◆ Study material
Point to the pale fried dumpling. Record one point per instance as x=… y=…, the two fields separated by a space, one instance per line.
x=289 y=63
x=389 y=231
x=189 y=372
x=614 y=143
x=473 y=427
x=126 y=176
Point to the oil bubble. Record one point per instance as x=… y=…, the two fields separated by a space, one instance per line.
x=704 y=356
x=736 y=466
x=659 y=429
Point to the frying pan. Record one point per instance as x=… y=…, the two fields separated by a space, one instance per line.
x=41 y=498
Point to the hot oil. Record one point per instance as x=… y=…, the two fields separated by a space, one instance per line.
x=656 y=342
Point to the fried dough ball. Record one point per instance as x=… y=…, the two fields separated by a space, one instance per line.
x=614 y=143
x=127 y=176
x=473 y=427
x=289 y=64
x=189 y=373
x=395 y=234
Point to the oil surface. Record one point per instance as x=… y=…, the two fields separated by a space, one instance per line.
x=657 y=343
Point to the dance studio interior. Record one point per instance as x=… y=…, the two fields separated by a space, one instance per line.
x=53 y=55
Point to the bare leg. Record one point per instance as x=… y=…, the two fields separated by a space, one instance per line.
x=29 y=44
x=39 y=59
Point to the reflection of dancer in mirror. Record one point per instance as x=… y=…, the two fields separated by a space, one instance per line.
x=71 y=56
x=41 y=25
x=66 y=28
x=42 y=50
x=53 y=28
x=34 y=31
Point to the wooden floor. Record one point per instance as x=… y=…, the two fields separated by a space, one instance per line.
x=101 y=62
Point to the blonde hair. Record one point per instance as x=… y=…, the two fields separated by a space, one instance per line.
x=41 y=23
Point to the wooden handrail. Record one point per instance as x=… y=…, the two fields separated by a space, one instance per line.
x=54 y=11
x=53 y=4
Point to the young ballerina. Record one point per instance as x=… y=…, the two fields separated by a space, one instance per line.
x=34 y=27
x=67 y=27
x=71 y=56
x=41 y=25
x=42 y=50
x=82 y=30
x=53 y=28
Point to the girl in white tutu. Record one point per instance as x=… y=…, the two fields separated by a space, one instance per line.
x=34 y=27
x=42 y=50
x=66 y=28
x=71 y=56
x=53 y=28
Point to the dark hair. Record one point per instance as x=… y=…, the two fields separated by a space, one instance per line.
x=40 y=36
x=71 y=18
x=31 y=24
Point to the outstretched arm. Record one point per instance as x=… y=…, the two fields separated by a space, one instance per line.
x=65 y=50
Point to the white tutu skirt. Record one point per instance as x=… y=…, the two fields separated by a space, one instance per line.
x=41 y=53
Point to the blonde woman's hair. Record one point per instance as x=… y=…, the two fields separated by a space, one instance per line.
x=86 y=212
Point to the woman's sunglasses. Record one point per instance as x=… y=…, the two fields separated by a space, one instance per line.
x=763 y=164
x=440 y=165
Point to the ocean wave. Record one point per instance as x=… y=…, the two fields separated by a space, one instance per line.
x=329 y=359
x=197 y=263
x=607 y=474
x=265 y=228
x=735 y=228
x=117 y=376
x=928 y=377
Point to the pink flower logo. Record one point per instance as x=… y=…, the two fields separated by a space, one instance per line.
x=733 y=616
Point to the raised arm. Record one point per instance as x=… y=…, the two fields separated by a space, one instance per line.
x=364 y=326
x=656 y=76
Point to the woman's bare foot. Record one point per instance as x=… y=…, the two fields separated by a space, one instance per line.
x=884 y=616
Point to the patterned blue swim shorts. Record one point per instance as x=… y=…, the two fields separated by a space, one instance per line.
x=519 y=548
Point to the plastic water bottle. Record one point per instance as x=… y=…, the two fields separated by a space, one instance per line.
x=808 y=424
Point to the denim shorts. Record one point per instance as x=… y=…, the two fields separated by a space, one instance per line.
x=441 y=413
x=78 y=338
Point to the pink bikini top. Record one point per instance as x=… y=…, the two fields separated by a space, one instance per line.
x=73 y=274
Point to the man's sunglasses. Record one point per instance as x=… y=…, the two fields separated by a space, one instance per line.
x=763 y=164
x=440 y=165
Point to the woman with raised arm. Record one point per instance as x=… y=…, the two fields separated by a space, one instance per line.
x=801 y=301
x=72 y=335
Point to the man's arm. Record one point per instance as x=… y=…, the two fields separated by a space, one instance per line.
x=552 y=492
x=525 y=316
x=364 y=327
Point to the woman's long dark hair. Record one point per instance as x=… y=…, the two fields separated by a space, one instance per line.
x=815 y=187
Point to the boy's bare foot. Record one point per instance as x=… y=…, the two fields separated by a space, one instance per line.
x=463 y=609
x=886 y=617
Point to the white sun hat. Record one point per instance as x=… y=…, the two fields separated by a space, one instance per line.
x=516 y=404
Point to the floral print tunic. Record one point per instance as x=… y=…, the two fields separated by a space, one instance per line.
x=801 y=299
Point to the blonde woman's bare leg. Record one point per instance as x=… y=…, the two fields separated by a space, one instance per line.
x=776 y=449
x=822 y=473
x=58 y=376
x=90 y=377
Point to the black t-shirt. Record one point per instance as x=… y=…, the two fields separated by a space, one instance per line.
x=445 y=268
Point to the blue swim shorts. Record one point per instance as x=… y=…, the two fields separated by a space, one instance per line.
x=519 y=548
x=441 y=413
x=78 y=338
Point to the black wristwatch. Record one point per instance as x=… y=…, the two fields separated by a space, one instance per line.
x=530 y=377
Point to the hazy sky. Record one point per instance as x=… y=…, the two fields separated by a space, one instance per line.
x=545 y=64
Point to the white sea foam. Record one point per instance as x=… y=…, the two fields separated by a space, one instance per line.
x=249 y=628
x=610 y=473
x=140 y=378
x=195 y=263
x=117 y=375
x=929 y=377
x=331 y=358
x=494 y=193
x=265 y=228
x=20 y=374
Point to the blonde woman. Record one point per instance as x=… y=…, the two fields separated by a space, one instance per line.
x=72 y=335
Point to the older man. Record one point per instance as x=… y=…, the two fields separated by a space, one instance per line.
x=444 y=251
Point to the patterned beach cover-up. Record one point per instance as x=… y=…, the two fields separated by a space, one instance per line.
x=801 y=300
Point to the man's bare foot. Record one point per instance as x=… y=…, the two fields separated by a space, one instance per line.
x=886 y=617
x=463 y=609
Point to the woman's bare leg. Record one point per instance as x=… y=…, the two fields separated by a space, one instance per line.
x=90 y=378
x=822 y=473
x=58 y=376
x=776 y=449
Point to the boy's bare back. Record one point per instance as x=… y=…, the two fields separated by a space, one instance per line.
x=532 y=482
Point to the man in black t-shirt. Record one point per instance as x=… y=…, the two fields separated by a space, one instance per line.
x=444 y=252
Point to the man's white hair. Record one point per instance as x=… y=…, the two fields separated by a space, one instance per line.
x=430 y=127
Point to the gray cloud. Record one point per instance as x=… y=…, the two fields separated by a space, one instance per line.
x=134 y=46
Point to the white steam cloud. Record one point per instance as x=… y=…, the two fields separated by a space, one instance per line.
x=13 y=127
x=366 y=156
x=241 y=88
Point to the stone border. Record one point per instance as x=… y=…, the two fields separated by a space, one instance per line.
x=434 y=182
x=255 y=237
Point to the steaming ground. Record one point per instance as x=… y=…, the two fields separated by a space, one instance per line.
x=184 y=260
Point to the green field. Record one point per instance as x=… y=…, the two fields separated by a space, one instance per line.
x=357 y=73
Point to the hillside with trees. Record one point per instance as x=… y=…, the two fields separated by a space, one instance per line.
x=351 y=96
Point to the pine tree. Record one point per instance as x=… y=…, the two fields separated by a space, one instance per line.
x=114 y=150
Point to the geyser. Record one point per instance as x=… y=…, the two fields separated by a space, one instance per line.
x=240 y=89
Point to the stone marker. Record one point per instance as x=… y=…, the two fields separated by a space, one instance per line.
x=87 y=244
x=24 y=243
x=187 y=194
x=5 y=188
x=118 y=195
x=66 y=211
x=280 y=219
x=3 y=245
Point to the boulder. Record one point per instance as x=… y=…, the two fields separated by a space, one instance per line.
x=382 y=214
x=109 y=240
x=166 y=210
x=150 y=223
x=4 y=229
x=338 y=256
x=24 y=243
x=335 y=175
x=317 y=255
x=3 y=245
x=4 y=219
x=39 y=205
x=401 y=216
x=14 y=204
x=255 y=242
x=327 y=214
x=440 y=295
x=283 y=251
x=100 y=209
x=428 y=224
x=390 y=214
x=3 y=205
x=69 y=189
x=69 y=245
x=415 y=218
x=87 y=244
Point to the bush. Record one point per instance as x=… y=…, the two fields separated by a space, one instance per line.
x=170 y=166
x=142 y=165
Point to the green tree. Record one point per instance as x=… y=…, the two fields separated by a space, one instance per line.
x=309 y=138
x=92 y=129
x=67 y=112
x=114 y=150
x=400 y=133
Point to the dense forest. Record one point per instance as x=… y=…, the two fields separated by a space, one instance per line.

◆ Work to complete
Set down exactly the lines from the one that contains "Point to the stone border." to the final line above, both included, and nothing more.

◆ Completed exercise
Point to the stone border. Record one point per instance as x=… y=…, the two fields separated by a space, one instance per line.
x=434 y=182
x=255 y=237
Point to the steaming ground. Record one point per instance as x=… y=…, the two fields separated by a space, one instance per line.
x=184 y=260
Point to the green field. Record one point per instance as x=… y=…, the two fields separated by a space, one instance per line.
x=357 y=73
Point to the hillside with trees. Record one point per instance as x=… y=…, the two fields separated by a space, one instance per line.
x=351 y=96
Point to the pine tree. Record one point per instance as x=… y=…, the two fields separated by a space, one instance per line.
x=114 y=150
Point to the geyser. Record one point per instance as x=… y=…, the two fields separated by a space, one instance per line.
x=240 y=89
Point to the stone marker. Record one point per instance as x=… y=…, the two fields separated by a space, one instance per line.
x=87 y=244
x=24 y=243
x=187 y=194
x=5 y=188
x=118 y=195
x=66 y=211
x=280 y=219
x=3 y=245
Point to the boulder. Record one point per instance as x=… y=…, the two fields separated by a space, one instance per line.
x=382 y=214
x=109 y=240
x=166 y=210
x=150 y=223
x=4 y=229
x=338 y=256
x=24 y=243
x=335 y=175
x=317 y=255
x=3 y=245
x=4 y=219
x=39 y=205
x=401 y=216
x=14 y=204
x=255 y=242
x=327 y=214
x=440 y=295
x=283 y=251
x=100 y=209
x=428 y=224
x=390 y=214
x=3 y=205
x=69 y=189
x=69 y=245
x=415 y=218
x=87 y=244
Point to the bush. Record one point per instance as x=… y=…, the two fields separated by a space, one instance per line.
x=170 y=166
x=142 y=165
Point to the green tree. Record one point per instance as x=… y=…, the two fields separated by a space, one instance per line.
x=309 y=138
x=92 y=129
x=67 y=112
x=114 y=150
x=400 y=133
Point to the dense forest. Record one point per instance as x=… y=…, the two fields separated by a space, one instance per line.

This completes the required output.